__ASSIGNMENT__. Every entry must be repeated exactly. Exclude all pictures.
[[ EXCERPTED DATA open ]]
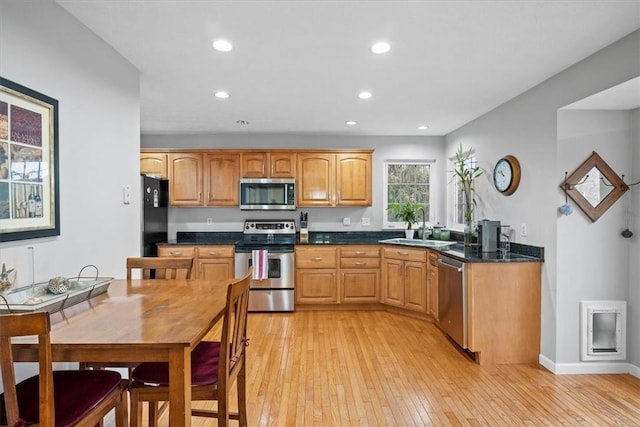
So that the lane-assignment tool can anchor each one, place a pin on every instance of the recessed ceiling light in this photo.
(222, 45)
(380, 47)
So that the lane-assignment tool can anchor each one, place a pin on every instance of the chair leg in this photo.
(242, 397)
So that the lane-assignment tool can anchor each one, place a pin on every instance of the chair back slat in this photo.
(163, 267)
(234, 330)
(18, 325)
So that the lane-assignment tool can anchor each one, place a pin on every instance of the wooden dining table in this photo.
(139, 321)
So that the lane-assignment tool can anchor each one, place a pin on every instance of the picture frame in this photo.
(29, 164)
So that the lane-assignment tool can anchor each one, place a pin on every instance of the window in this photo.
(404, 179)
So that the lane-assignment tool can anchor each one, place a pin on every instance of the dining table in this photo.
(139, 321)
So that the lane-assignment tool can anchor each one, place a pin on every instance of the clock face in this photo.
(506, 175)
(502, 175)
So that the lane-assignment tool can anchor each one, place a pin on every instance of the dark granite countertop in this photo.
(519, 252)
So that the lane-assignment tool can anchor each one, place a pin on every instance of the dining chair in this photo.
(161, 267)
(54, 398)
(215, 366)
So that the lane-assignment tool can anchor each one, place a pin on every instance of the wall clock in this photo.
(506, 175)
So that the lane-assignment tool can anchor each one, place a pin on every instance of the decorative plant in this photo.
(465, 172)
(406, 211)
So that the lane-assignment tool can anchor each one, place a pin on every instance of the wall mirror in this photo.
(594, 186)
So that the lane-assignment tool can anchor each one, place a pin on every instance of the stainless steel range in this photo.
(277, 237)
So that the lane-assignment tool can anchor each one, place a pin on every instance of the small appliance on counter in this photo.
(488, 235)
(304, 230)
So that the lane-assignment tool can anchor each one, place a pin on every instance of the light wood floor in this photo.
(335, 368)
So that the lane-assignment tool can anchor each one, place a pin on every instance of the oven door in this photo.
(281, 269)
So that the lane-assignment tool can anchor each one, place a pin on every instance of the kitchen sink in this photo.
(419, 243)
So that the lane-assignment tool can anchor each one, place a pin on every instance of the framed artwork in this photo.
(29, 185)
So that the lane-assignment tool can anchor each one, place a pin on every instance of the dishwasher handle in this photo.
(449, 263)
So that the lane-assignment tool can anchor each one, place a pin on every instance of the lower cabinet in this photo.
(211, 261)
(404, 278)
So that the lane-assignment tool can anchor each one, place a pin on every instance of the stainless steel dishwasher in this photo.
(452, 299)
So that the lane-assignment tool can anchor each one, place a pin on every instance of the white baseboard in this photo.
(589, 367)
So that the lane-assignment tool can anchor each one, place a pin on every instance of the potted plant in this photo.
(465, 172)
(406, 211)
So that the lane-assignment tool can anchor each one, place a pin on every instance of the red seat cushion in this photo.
[[ EXCERPTED DATA closed ]]
__TASK RESPONSE__.
So that the lane-assignment tool can anchor each one, place a pin on every instance of the recessed ceiling light in this photo.
(222, 45)
(380, 47)
So that the lane-assignment tool can anchor each one, place a pin on every instance of the chair leg in this photo.
(242, 397)
So that the lane-assignment tool can anchor each one, place a pin on every instance of the chair back slat in this photo.
(163, 267)
(234, 330)
(18, 325)
So that the lane-assignment tool can anchor each one, place a pin on every instance of the wooden dining table in this photo.
(139, 321)
So that the lane-assignment tool can anchor each one, place a pin on every instance of the picture frame in this photo.
(29, 164)
So that the lane-assignment tool can anchor each one, place a pin on every instance of the window in this photo.
(404, 179)
So that the lane-assignment tool can anchor each one, place a pin on every instance of the dining table in this photo.
(139, 321)
So that the lane-assignment tool can anchor each one, place a pin on every instance of the clock face in this photo.
(506, 175)
(502, 175)
So that the lane-assignment tool can anchor each one, place a pin on every instance of the dark granite countertop in this photo.
(519, 252)
So that the lane-assignment tool can anchor each one, place a pin on every instance of the dining chair in this photo.
(161, 267)
(54, 398)
(215, 366)
So that the lane-assignment tool can anchor each one, place a pin on every instance of the wall clock in this photo.
(506, 175)
So that the lane-assignment tool can anchor each one, place a pin on every instance of the decorative plant in this photo.
(465, 172)
(406, 211)
So that the lane-assignment tool can anchor each one, place a pin on every instance of the wall mirror in this photo.
(594, 186)
So that the lane-assignment tool can anchor each one, place a pin on every instance of the stainless steel range in this photo.
(277, 237)
So that the lane-assignment tool can anchor each one, place a pin on every instance of the small appliance on counter in this photo.
(488, 235)
(304, 230)
So that the lane-assignment tool can anchor each one, place a pin on every instance of the light wood floor in this photo.
(335, 368)
So that the lane-assignment tool can anchor each one, place a pin on every instance of the oven door in this photo.
(281, 269)
So that the lane-assignment tool can anchor each one, place a pin on every instance of the kitchen sink in this photo.
(419, 243)
So that the lane-assignment tool can anchor each one, place a pin on every instance of the framed artwork in this photo.
(29, 185)
So that the lane-assignment tool can anchor each one, place a pin on every instance of the dishwasher handle in this photo.
(449, 263)
So that the lane-assignment tool can anchor each one, place a pin on every instance of the lower cabinet in this photo.
(211, 261)
(404, 278)
So that the lane-assignment tool can anchor each one, place a pin on every instance of the stainless steel dishwasher in this photo.
(452, 299)
So that the lane-assignment tool can anchor each one, place a pin on every instance of the white baseboard in this photo.
(589, 367)
So that the lane-assignment tool can anchor each one, place a pin on every instance of the potted plant in this photo.
(465, 172)
(406, 211)
So that the lane-assignment tool can anchor each one, place a pin on every instance of the red seat cushion in this photo.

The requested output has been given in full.